Problem - In the account of the flight from Elisenhof, please name the person who took over leadership of the trek while the estate owner was at war.

Text passage -
╭──

The flight from Elisenhof in Pomerania

On January 29,1945, a community – the “Elisenhof-Trek“ – consisting of twelve families and two French prisoners of war, sets out from Pomerania to escape the approaching Red Army.

Flight to the West 1945, symbolfoto; photographer unknown

Already in December and increasingly in January, the first signs of a coming flight from Elisenhof appear. Streams of refugees from East Prussia pass by, filling the streets. Sometimes they stay overnight in Elisenhof. Even if the daily radio reports from the front are embellished with propagandistic victory messages, it soon becomes clear that the Russian front is drawing nearer.

On January 21, 1945, the authorities finally issue the so-called “Packing Order“ and order Elisenhof to prepare to flee. Three wagons made of wooden poles, tarpaulins and carpets are fitted with hoods. Since twelve families are to be accommodated in the covered wagons, only the most essential items can be brought along, most importantly food. In addition to the three wagons, a wagon fitted with ladder is loaded with hay and feed for the fourteen horses. Nobody knows where the flight will lead and how long it will take.

The flight from Elisenhof begins January 29, 1945. Waldemar Lück, then seven and a half years old, later remembers this day. In his flight memoir he writes about it:

January 29, 1945 was a freezing day. The thermometer dropped below minus 25
degrees. The thunder of guns and cannons was already threateningly close. In the
kitchen our dogs barked and whimpered. I lay in the cot next to my parents‘ double bed.
Later I fell asleep and woke up to knocking on the window pane. A voice shouted, Be ready in an hour!

– Waldemar Lück in : “Flight from Elisenhof to Essenrode” 

Yard with stables and some of the wagons left behind; Photo: private, after the war

After all families are woken, they gather at and board the wagons in a previously determined order. Two French prisoners of war, the Bonuelle brothers, who had been sent to work on the estate, do not want to be “liberated” by the Russians under any circumstances and also join the trek. As wagon drivers, they play a major role in the success of the flight.

While the estate owner Theophil Boettcher is at war as an officer, his wife Gerta Boettcher takes over the leadership of the trek, supported by Waldemar Lück’s father, Emil. For orientation in the terrain, a Diercke atlas, found among the school supplies of Waldemar’s brother Gerhard, proves to be very helpful at first.

On a freezing cold night, the trek finally starts to move westward. Just in time, sixteen-year-old Kurt Nehring reaches the trek, which is already underway. Despite his young age, he had been conscripted for duty.

That night he [Kurt Nehring] had to transport military goods from Preußisch Friedland to Linde. Shortly before the destination, people said that Linde had already been occupied by the Russian army. He wanted to turn around, but on the narrow road he drove into the ditch and got stuck in the snow. He decided to take the eight-kilometre-long way home on foot. On the way he learned that the Elisenhof group was already on the move. So he ran the last stretch across the fields, always in fear of being late. Now he was considered a deserter and had to be kept hidden during the entire flight.

– Waldemar Lück in “Flight from Elisenhof to Essenrode”

One of the Elisenhof families decides not to flee. The Schwanz family stays mainly because one of the daughters in the neighboring village of Rosenfelde nursing her seriously ill husband. A momentous decision. When Russian soldiers arrive later, the seriously ill man and Mr Schwanz are immediately shot and the daughter is raped.

╰──

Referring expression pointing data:
╭──

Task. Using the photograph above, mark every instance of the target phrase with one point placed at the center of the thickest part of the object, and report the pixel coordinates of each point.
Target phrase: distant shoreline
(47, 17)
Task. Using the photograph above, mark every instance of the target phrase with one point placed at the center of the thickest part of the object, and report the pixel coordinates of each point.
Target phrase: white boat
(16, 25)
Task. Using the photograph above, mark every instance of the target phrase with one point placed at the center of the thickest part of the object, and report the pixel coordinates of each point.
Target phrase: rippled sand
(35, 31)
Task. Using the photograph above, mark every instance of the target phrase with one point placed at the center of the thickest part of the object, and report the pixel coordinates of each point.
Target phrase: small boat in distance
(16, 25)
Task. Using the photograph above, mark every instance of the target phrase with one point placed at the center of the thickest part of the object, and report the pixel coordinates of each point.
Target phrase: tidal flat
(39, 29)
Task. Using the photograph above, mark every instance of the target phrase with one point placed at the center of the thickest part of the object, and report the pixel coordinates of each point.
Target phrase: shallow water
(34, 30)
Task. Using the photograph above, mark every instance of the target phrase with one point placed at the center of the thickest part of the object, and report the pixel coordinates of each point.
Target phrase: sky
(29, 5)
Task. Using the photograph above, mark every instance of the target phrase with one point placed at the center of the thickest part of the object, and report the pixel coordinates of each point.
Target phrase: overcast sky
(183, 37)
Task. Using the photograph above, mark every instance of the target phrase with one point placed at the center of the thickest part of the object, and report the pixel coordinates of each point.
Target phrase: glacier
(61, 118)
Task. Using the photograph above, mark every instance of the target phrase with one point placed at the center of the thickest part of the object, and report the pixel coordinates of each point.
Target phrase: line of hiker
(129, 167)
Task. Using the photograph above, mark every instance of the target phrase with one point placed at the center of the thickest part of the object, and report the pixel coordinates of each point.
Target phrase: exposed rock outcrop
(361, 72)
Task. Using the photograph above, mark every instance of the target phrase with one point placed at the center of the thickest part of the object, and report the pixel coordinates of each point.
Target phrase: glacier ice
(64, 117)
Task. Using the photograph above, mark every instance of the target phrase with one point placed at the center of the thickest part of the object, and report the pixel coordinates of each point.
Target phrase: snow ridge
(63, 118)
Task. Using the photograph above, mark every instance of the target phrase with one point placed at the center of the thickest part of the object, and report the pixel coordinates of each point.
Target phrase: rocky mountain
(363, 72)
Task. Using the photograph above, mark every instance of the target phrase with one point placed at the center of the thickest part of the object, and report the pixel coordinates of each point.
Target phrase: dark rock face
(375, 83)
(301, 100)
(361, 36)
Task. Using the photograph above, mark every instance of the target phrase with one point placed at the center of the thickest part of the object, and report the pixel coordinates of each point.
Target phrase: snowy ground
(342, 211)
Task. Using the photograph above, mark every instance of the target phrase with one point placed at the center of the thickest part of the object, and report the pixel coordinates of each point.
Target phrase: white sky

╰──

Written answer - Gerta Boettcher, the estate owner's wife, led the trek, with support from Emil Lück.